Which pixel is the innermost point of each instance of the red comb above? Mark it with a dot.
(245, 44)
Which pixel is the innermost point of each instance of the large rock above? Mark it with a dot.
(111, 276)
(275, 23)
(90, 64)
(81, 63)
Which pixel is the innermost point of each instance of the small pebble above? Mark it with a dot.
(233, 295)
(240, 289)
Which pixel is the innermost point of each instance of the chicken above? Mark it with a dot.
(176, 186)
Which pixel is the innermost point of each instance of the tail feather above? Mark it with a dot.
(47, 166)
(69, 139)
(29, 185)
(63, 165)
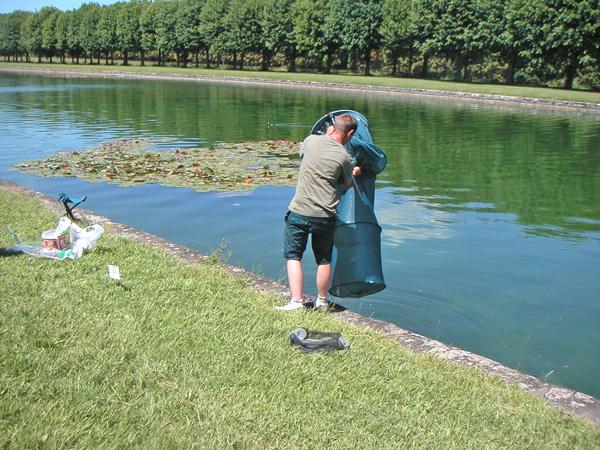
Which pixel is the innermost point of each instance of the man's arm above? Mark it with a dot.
(356, 171)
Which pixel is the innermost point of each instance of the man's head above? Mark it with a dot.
(344, 128)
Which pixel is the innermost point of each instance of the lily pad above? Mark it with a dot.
(226, 167)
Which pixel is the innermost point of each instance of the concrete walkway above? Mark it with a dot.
(564, 399)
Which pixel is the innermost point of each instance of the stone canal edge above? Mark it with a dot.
(564, 399)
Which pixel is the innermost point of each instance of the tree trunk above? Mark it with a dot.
(570, 75)
(368, 63)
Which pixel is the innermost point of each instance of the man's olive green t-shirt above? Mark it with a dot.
(325, 169)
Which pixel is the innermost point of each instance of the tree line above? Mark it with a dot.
(526, 42)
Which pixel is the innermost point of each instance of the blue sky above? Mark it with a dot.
(7, 6)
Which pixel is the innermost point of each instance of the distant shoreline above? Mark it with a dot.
(449, 95)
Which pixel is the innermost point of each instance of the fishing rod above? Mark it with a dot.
(293, 125)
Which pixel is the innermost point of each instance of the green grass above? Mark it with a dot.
(185, 356)
(413, 83)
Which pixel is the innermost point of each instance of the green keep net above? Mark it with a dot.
(357, 270)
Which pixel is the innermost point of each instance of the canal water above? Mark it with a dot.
(490, 214)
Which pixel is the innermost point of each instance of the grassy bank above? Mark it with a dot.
(412, 83)
(182, 356)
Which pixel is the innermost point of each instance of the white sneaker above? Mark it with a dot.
(321, 303)
(292, 305)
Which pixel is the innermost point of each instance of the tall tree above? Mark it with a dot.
(128, 29)
(243, 33)
(278, 33)
(355, 24)
(310, 32)
(49, 32)
(106, 33)
(509, 27)
(187, 27)
(88, 34)
(397, 32)
(62, 31)
(451, 29)
(32, 33)
(148, 26)
(213, 27)
(568, 29)
(10, 34)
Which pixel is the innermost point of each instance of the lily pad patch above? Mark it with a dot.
(226, 167)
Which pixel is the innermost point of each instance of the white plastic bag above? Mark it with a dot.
(84, 238)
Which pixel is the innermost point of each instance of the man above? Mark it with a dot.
(325, 174)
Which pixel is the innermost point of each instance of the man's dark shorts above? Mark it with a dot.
(297, 229)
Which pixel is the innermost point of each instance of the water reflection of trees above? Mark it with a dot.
(544, 168)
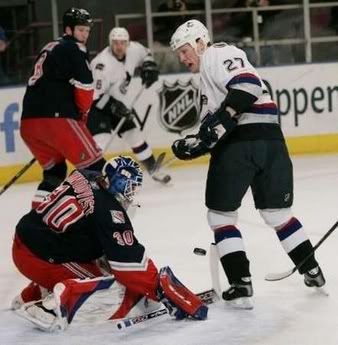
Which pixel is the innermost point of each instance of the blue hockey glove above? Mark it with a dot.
(189, 147)
(216, 126)
(119, 109)
(149, 73)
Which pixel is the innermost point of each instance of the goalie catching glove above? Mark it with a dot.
(149, 73)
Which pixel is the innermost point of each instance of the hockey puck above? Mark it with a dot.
(200, 251)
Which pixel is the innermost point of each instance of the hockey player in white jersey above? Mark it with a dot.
(240, 129)
(113, 68)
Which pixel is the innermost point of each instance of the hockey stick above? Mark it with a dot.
(18, 174)
(207, 297)
(123, 119)
(158, 163)
(214, 269)
(279, 276)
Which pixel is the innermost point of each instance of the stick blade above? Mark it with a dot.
(158, 163)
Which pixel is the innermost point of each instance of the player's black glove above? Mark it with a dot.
(189, 147)
(119, 109)
(149, 73)
(216, 126)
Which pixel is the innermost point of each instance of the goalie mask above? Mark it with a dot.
(124, 177)
(76, 16)
(189, 33)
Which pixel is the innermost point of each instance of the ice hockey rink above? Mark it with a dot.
(171, 222)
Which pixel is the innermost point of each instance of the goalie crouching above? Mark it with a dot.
(79, 250)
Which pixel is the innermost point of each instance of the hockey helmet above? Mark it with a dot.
(189, 32)
(124, 177)
(118, 34)
(77, 16)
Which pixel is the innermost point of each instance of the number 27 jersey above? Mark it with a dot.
(225, 67)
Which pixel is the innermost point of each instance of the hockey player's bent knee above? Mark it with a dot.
(178, 299)
(276, 217)
(218, 219)
(53, 176)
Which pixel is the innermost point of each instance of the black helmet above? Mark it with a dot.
(76, 16)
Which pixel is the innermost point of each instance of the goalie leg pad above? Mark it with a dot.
(44, 314)
(178, 299)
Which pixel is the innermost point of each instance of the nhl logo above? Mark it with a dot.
(178, 109)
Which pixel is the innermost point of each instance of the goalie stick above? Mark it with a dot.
(123, 119)
(208, 297)
(158, 163)
(18, 175)
(282, 275)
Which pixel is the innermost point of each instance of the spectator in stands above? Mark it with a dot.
(3, 46)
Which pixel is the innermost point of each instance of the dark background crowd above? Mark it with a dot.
(279, 37)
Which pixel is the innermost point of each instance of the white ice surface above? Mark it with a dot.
(171, 222)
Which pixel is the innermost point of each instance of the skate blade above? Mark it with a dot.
(163, 180)
(245, 303)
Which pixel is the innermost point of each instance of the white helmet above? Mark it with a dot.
(118, 34)
(189, 32)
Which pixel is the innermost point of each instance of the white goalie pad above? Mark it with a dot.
(101, 305)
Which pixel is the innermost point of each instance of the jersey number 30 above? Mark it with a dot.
(63, 211)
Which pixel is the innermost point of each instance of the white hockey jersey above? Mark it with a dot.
(223, 67)
(110, 75)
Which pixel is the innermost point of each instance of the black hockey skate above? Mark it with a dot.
(314, 278)
(239, 294)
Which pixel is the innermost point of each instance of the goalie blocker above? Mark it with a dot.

◆ ◆ ◆

* Exercise objective:
Print all of the entries above again word for word, with the pictures left out.

* Exercise response:
Which pixel is the innermost point of each instance of the red comb above? Mark it with a dot.
(245, 44)
Which pixel is the innermost point of each instance of the large rock above? Mark it with a dot.
(111, 276)
(275, 23)
(90, 64)
(81, 63)
Which pixel is the innermost point of each instance of the small pebble above? Mark it with a dot.
(233, 295)
(240, 289)
Which pixel is the innermost point of each instance of the chicken above? Mark it with a dot.
(176, 186)
Which pixel is the innermost point of each instance of the tail feather above? Mark it with a dot.
(47, 166)
(69, 139)
(29, 185)
(63, 165)
Which pixel is the innermost point of each instance of the man's arm above? Mark it with a dot.
(356, 171)
Which pixel is the innermost point of each instance of the man's head above? Mark it with a dot.
(344, 128)
Which pixel is the innermost point of each instance of the lily pad above? Mark it with a dot.
(226, 167)
Which pixel is the innermost point of each instance of the concrete walkway above? Mark it with a dot.
(564, 399)
Which pixel is the innermost point of each instance of the stone canal edge above? Mark it with a dot.
(564, 399)
Which pixel is the innermost point of each instance of the tree trunk above? Mark it with a dot.
(570, 75)
(368, 63)
Which pixel is the innermost point of each instance of the man's olive green t-shirt above? Mark it with a dot.
(325, 169)
Which pixel is the innermost point of each instance of the tree line above? Mark it with a dot.
(526, 42)
Which pixel is the innermost point of each instance of the blue sky above? Mark it with a dot.
(7, 6)
Which pixel is the innermost point of each instance of the distant shoreline above? Mark it with a dot.
(449, 95)
Which pixel is the innermost point of each instance of the fishing rod above? Mark it with a dot.
(293, 125)
Which pixel is the innermost point of each instance of the green grass above? Mark it with a dot.
(185, 356)
(413, 83)
Which pixel is the innermost point of each instance of the green keep net above? Mark it with a dot.
(357, 270)
Which pixel is the innermost point of each instance of the canal water above? Mark it with a dot.
(490, 214)
Which pixel is the innermost point of each instance of the grassy bank above? Mark it with a dot.
(412, 83)
(182, 356)
Which pixel is the innermost point of each instance of the white sneaker above? Mark it with a dot.
(321, 303)
(292, 305)
Which pixel is the innermost point of each instance of the tall tree above? Mark it with a dot.
(128, 29)
(243, 33)
(278, 33)
(355, 24)
(310, 32)
(49, 32)
(106, 33)
(509, 27)
(187, 27)
(88, 34)
(397, 32)
(62, 31)
(451, 29)
(32, 33)
(148, 26)
(213, 27)
(568, 29)
(10, 34)
Which pixel is the innermost point of each instance of the lily pad patch above? Mark it with a dot.
(226, 167)
Which pixel is the innermost point of each instance of the white plastic bag above? Mark it with a dot.
(84, 238)
Which pixel is the innermost point of each instance of the man above? Mark it with a dot.
(325, 174)
Which pixel is the innermost point of each instance of the man's dark shorts above? Mark it with a dot.
(297, 229)
Which pixel is the innermost point of each instance of the water reflection of trees above? Mark it with a dot.
(544, 168)
Which pixel is the innermost point of each instance of the blue hockey glove above? Mark it with a dot.
(189, 147)
(216, 126)
(119, 109)
(149, 73)
Which pixel is the innermost point of each instance of the goalie catching glove above? Mark it with a dot.
(149, 73)
Which pixel is the innermost point of each instance of the hockey puck above? Mark it with a dot.
(200, 251)
Which pixel is the innermost point of each instance of the hockey player in white jersey above? Mark it with a dot.
(240, 129)
(113, 68)
Which pixel is the innermost point of each instance of the hockey stick above? Mark it with a dot.
(18, 174)
(207, 297)
(123, 119)
(158, 163)
(214, 269)
(279, 276)
Which pixel is the innermost point of each instance of the stick blade above? Mark it with a dot.
(158, 163)
Which pixel is the innermost point of each instance of the player's black glove above? Mark it with a dot.
(189, 147)
(119, 109)
(149, 73)
(216, 126)
Which pixel is the innermost point of each instance of the goalie mask above? Mark it with a dot.
(124, 177)
(76, 16)
(189, 33)
Which pixel is the innermost point of each instance of the ice hockey rink above? Mark it with a dot.
(171, 222)
Which pixel is the innermost point of each instance of the goalie crouching above? Mark it with a dot.
(79, 250)
Which pixel is the innermost point of each instance of the hockey helmet above? Mark it with a dot.
(189, 32)
(124, 177)
(118, 34)
(77, 16)
Which pixel is the innermost point of each instance of the number 27 jersey above? Mark it with a dot.
(225, 67)
Which pixel is the innermost point of each instance of the hockey player's bent knee above? Mark it with a dot.
(178, 299)
(276, 217)
(218, 219)
(53, 176)
Which pixel is the innermost point of each instance of the black helmet above? Mark it with a dot.
(76, 16)
Which pixel is the innermost point of each instance of the goalie leg pad above? Mark it with a dot.
(44, 314)
(178, 299)
Which pixel is the innermost point of each instance of the nhl logo above? Mark it with a dot.
(178, 109)
Which pixel is the innermost point of each instance of the goalie stick above? Mark it with a dot.
(123, 119)
(208, 297)
(158, 163)
(18, 175)
(282, 275)
Which pixel is the innermost point of each instance of the spectator in stands above? Mark it with a dot.
(3, 46)
Which pixel is the innermost point of each instance of the dark background crowd above? Mark it with a dot.
(279, 37)
Which pixel is the innermost point of each instance of the white ice surface above? Mark it with a dot.
(171, 222)
Which pixel is the innermost point of each instance of the skate blade above? Mark it with a dot.
(163, 180)
(245, 303)
Which pixel is the innermost point of each instance of the white helmet above? Mark it with a dot.
(118, 34)
(189, 32)
Which pixel is the innermost point of each instance of the white goalie pad above? Mark it with a dot.
(101, 305)
Which pixel is the innermost point of each instance of the jersey number 30 above? Mark it with a dot.
(63, 211)
Which pixel is the innermost point of each instance of the white hockey jersey above? Mark it with a dot.
(223, 67)
(110, 75)
Which pixel is the innermost point of each instance of the black hockey skate above? Mark it with a dot.
(314, 278)
(239, 294)
Which pixel is the innermost point of each instance of the goalie blocker above? Mark it with a dot.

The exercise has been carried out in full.